| Region pointing data |
--

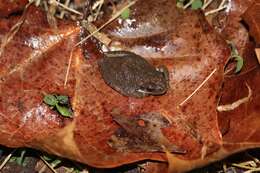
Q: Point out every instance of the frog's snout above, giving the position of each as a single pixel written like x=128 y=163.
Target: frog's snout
x=153 y=88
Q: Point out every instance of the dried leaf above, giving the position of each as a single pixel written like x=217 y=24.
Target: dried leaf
x=252 y=18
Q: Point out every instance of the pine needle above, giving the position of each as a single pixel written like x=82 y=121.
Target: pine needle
x=9 y=36
x=90 y=35
x=6 y=159
x=109 y=21
x=196 y=90
x=236 y=104
x=49 y=165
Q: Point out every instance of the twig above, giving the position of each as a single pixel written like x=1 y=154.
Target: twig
x=66 y=8
x=68 y=68
x=188 y=4
x=206 y=4
x=7 y=159
x=182 y=103
x=236 y=104
x=49 y=165
x=67 y=2
x=109 y=21
x=9 y=36
x=90 y=35
x=221 y=6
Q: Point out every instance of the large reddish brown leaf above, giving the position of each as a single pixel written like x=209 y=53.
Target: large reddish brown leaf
x=252 y=18
x=36 y=60
x=7 y=7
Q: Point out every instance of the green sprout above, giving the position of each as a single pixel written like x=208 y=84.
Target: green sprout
x=125 y=14
x=60 y=103
x=235 y=55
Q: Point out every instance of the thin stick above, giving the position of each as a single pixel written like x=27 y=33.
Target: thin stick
x=9 y=36
x=188 y=4
x=182 y=103
x=97 y=30
x=67 y=2
x=236 y=104
x=68 y=68
x=49 y=165
x=67 y=8
x=105 y=24
x=7 y=159
x=206 y=4
x=215 y=10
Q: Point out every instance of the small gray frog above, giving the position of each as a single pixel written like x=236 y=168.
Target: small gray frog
x=133 y=76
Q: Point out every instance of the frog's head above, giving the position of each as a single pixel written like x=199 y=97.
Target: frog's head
x=155 y=86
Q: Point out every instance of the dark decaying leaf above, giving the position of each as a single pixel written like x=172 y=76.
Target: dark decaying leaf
x=189 y=54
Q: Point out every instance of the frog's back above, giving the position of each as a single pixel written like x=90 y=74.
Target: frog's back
x=125 y=72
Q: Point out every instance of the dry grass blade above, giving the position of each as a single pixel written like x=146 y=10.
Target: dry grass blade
x=52 y=169
x=257 y=51
x=68 y=68
x=109 y=21
x=206 y=4
x=6 y=160
x=188 y=4
x=9 y=36
x=236 y=104
x=66 y=8
x=196 y=90
x=221 y=7
x=93 y=33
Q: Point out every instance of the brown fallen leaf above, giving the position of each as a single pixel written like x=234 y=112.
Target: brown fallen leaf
x=252 y=18
x=7 y=7
x=257 y=51
x=35 y=62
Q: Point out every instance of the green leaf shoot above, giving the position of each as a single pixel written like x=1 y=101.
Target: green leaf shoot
x=196 y=4
x=50 y=100
x=235 y=55
x=125 y=14
x=63 y=99
x=60 y=103
x=64 y=111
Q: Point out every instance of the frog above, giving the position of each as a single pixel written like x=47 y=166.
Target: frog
x=132 y=75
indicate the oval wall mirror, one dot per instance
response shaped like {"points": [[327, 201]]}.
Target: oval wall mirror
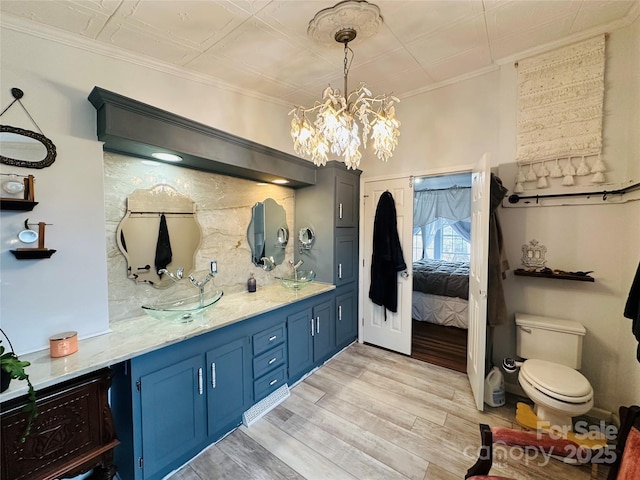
{"points": [[25, 148], [159, 230], [268, 234]]}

--

Nothing but the records themselves, exact and complete, should be returned; leave the pictures out.

| OUTPUT |
Q: Point out every instance of the frog's snout above, giving the position of each as a single pixel written like x=128 y=163.
Target: frog's snout
x=153 y=88
Q: Point out every instance of the dried leaf above, giving the position of each as a single pixel written like x=217 y=24.
Target: dried leaf
x=252 y=18
Q: Point out every instance of the pine needle above, giving the position of each as a single pixel written like x=82 y=121.
Target: pine needle
x=9 y=36
x=90 y=35
x=6 y=159
x=109 y=21
x=196 y=90
x=236 y=104
x=49 y=165
Q: Point out every instance of the twig above, giving the position of each as a single pixel written like x=1 y=154.
Target: twig
x=66 y=8
x=68 y=68
x=188 y=4
x=206 y=4
x=7 y=159
x=182 y=103
x=236 y=104
x=49 y=165
x=67 y=2
x=109 y=21
x=9 y=36
x=90 y=35
x=221 y=6
Q: Point out every instance of the large reddish brown leaf above, giving the position of each as a single pixel written like x=209 y=53.
Target: large reddish brown leaf
x=252 y=18
x=36 y=60
x=7 y=7
Q: Point out every instance of the green sprout above, giving the position of each as a single pixel written like x=208 y=84.
Target: green sprout
x=125 y=14
x=60 y=103
x=235 y=55
Q: Point out every instance of the thin stick above, giving the position of each as a single pixel written like x=27 y=33.
Target: thin stick
x=9 y=36
x=188 y=4
x=182 y=103
x=97 y=30
x=67 y=2
x=236 y=104
x=68 y=68
x=49 y=165
x=67 y=8
x=105 y=24
x=7 y=159
x=206 y=4
x=215 y=10
Q: Point out every instance of the small gray frog above, giving the position of each as a single pixel written like x=236 y=168.
Target: small gray frog
x=133 y=76
Q: Point out every instance of the frog's head above, giving the position of each as a single pixel written like x=199 y=97.
Target: frog's head
x=155 y=86
Q: Point out every instance of the dark decaying leaf above, giving the position of each as a single pixel written like x=172 y=76.
Target: dark decaying leaf
x=189 y=54
Q: Point out every instance of the frog's back above, giving the position of each as a single pixel written like x=90 y=74.
Target: frog's back
x=125 y=72
Q: Point out every instance of the dry grass blade above, giving the position of each as a single pixel written like x=146 y=10.
Target: dry grass blade
x=52 y=169
x=257 y=51
x=68 y=68
x=109 y=21
x=206 y=4
x=6 y=160
x=188 y=4
x=9 y=36
x=236 y=104
x=66 y=8
x=196 y=90
x=221 y=7
x=93 y=33
Q: Point out every instance of the brown fallen leaf above, giving the position of each as a single pixel written like x=234 y=112.
Target: brown fallen leaf
x=252 y=18
x=7 y=7
x=257 y=51
x=35 y=62
Q: Point out every instance of the green leaf shoot above, giving the position of each as a single pixel written like x=1 y=101.
Target: green leaf shoot
x=196 y=4
x=50 y=100
x=235 y=55
x=125 y=14
x=63 y=99
x=60 y=103
x=64 y=111
Q: Point out every instance of the frog above, giving the position of each as a single pixel written like x=47 y=166.
Target: frog
x=132 y=75
indicate the oval wall mirror, one dot per instance
response shaped like {"points": [[327, 201]]}.
Target: oval wall mirror
{"points": [[25, 148], [159, 230], [268, 234]]}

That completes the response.